Position identification records

● ● ●

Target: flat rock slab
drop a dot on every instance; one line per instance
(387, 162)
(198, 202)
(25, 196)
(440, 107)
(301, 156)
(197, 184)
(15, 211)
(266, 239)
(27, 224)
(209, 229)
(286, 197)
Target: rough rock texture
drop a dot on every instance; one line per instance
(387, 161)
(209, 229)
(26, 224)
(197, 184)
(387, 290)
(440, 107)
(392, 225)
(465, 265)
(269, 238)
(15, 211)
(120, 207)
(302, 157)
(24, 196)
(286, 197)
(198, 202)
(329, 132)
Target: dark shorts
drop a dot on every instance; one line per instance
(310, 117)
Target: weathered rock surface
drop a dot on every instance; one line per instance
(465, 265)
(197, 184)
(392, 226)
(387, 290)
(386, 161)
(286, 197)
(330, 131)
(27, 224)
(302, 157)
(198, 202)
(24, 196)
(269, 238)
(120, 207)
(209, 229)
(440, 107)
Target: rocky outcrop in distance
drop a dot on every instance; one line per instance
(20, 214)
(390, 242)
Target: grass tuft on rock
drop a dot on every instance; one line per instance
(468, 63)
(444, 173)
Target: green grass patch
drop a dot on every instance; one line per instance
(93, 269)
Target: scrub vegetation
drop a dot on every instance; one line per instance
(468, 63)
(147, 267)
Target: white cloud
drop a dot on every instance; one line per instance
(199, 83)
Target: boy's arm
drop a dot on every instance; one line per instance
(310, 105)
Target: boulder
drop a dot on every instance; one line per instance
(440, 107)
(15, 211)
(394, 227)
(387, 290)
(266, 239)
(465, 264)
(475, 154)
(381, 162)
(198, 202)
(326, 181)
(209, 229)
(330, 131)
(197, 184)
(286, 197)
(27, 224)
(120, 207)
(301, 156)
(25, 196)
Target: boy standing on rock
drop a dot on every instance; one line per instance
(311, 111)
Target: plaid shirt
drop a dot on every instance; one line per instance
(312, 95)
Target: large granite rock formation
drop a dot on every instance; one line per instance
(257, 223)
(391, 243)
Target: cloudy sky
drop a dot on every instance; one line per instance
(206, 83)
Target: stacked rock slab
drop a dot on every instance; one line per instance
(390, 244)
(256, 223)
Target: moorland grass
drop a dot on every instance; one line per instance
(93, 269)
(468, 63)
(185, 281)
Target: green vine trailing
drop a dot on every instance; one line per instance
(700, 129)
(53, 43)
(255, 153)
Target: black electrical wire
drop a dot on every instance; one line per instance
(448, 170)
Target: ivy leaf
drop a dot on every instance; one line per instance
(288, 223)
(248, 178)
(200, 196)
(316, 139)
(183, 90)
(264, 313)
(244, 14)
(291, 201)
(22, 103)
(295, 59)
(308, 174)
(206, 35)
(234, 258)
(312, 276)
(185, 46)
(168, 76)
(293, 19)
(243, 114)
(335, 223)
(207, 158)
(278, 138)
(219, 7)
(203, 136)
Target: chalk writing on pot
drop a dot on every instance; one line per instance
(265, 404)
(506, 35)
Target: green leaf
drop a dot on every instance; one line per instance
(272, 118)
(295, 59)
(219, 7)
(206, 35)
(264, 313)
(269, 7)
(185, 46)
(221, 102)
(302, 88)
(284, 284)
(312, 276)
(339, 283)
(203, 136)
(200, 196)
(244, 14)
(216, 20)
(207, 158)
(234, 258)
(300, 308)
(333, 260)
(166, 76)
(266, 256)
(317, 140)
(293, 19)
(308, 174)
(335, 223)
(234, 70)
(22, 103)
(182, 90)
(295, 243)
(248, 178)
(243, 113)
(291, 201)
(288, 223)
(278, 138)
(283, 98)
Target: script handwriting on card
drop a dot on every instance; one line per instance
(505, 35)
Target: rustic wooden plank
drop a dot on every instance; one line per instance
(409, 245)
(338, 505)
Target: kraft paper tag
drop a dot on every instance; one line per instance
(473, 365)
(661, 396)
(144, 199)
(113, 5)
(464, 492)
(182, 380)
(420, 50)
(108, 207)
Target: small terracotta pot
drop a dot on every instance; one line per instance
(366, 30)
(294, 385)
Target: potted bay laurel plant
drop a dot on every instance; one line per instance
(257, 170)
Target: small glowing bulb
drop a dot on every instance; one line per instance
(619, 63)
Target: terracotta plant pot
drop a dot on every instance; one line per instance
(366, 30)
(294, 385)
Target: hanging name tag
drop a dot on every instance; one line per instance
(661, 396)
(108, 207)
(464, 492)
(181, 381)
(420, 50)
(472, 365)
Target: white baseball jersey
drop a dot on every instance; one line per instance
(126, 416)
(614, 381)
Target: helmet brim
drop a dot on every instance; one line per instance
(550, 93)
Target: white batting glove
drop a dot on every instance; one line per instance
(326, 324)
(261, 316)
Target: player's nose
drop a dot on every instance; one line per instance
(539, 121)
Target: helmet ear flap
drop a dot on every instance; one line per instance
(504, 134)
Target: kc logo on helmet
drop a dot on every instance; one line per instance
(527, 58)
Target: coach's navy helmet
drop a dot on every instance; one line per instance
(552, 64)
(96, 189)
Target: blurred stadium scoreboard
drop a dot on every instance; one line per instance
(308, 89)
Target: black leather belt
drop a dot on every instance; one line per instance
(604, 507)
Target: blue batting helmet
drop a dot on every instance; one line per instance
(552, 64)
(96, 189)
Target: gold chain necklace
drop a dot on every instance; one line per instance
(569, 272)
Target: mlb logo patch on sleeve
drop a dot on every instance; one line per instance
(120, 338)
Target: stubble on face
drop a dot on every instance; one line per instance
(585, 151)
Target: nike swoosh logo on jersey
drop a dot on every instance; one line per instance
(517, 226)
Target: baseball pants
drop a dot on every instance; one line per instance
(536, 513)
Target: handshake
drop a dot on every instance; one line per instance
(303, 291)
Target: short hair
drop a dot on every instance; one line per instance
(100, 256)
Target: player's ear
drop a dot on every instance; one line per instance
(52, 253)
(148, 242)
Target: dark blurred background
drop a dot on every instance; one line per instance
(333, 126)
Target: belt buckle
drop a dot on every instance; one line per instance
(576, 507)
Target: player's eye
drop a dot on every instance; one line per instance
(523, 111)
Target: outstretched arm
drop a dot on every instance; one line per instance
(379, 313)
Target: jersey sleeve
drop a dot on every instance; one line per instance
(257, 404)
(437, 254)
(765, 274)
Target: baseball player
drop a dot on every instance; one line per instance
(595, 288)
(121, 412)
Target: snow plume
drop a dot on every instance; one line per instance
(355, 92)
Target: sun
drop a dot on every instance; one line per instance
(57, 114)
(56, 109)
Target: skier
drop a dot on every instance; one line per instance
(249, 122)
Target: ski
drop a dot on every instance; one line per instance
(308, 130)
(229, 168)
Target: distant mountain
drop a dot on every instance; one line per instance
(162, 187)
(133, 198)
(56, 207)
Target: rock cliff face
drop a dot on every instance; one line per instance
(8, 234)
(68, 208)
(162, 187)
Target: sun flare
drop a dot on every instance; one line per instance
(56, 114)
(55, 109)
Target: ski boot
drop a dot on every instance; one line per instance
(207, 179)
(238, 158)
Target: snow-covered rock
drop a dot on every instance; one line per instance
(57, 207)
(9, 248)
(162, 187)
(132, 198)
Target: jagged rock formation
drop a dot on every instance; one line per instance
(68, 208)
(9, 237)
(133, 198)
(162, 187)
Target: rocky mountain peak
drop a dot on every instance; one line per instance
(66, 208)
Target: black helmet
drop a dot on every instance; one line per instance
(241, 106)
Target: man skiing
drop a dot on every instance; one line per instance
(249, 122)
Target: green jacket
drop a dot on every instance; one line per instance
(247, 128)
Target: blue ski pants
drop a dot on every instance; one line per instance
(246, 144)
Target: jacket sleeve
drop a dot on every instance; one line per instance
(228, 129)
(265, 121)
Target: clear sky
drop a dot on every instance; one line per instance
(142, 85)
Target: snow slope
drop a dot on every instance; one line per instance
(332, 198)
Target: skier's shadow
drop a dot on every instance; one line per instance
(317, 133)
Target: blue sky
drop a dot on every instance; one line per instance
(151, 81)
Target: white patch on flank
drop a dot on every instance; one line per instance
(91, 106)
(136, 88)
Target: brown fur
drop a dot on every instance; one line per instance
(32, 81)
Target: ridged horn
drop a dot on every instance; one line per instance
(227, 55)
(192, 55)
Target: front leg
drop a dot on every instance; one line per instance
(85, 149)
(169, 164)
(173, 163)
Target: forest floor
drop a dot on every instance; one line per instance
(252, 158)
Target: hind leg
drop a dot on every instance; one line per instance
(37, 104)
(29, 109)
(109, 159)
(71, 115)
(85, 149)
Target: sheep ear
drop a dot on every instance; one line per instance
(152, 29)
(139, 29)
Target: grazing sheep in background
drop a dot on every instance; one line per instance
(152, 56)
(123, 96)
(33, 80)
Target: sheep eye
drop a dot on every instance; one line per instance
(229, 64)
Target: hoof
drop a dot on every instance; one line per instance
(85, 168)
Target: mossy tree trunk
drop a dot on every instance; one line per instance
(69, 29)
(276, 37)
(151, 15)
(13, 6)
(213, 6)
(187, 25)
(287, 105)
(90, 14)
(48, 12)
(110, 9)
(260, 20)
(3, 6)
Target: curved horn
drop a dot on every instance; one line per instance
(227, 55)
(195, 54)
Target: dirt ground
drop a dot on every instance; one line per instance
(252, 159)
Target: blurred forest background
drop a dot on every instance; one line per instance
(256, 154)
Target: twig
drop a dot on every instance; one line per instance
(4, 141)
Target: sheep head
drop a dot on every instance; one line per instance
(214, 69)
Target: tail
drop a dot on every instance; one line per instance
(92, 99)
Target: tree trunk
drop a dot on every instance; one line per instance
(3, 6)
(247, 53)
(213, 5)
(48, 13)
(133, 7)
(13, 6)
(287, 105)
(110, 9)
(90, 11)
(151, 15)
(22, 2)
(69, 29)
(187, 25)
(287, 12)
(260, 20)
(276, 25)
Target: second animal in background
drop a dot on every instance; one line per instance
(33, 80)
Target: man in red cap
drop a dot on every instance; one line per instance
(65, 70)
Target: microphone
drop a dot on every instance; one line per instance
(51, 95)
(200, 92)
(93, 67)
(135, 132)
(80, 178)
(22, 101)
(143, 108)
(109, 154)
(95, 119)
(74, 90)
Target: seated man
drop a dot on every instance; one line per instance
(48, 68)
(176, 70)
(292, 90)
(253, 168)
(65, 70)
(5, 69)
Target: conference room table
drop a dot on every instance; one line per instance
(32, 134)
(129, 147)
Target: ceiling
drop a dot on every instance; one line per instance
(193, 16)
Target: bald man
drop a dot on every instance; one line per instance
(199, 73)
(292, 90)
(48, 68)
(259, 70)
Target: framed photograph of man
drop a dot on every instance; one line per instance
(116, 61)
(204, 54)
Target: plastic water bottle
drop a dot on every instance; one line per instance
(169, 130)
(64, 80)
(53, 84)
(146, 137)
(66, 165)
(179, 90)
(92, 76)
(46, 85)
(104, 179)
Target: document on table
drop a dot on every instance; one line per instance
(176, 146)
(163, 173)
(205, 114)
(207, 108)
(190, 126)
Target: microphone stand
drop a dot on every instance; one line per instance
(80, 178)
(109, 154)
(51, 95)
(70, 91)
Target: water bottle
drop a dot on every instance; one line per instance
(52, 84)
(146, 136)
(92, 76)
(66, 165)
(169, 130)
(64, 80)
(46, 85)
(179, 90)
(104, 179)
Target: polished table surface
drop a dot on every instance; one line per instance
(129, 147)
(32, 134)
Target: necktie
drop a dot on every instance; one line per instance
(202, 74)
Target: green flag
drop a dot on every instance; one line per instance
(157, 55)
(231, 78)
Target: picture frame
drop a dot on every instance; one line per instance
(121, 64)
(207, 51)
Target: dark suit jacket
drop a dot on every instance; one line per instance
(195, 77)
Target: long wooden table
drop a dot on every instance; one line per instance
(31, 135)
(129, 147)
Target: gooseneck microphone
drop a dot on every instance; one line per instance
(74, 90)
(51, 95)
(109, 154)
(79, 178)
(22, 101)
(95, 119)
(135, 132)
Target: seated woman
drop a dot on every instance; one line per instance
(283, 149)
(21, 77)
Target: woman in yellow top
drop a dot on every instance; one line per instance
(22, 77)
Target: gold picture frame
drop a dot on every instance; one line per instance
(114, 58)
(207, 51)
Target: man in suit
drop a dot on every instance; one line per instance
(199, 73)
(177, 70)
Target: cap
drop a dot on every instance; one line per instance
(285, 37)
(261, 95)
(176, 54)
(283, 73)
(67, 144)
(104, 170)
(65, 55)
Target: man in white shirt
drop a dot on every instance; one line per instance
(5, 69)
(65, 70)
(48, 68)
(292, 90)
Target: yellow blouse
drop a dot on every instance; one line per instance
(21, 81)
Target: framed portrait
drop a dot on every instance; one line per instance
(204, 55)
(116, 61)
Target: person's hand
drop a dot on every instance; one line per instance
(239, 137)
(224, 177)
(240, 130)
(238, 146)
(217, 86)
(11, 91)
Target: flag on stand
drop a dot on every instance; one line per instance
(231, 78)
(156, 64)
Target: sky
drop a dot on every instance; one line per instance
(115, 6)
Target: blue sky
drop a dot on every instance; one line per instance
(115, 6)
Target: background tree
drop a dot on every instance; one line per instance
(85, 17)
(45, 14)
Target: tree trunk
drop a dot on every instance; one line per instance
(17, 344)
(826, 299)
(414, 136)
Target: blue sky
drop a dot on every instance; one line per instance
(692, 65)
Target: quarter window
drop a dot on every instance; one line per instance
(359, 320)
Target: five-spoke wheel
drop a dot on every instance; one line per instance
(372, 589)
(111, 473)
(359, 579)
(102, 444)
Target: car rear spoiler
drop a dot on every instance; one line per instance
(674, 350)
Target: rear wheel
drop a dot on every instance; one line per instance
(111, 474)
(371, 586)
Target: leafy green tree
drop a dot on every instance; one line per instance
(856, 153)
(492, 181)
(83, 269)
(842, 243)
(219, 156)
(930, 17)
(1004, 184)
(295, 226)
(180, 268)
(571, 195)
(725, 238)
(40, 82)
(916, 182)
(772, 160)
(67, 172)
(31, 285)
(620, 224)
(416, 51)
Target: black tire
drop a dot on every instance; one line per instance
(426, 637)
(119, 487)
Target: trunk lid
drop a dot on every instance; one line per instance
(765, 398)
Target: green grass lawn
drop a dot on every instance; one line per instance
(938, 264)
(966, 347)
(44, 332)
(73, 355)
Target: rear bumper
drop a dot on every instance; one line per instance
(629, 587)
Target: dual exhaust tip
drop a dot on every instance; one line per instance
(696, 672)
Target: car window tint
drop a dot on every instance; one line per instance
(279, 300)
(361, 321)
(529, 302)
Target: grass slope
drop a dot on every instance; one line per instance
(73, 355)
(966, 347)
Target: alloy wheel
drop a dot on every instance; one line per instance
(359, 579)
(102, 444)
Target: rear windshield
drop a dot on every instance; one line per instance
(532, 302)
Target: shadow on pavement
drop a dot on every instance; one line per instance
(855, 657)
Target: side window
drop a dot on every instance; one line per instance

● ● ●

Arrange the lines of the data as a numbered list, starting at the line that contains "Target: grass slope" and continuing through the last line of the data. Leave out any blank lines.

** Written solution **
1. Target: grass slope
2. drop a dot on every instance; one line per instance
3. (73, 355)
4. (966, 347)
5. Target: alloy wheel
6. drop a dot on every instance; one line per instance
7. (359, 579)
8. (102, 444)
9. Target: rear windshield
10. drop a dot on every instance; one line per instance
11. (532, 302)
12. Target: shadow on pavement
13. drop a dot on every instance; one line per instance
14. (855, 657)
15. Target: side window
16. drop a dot on every instance; one line per instance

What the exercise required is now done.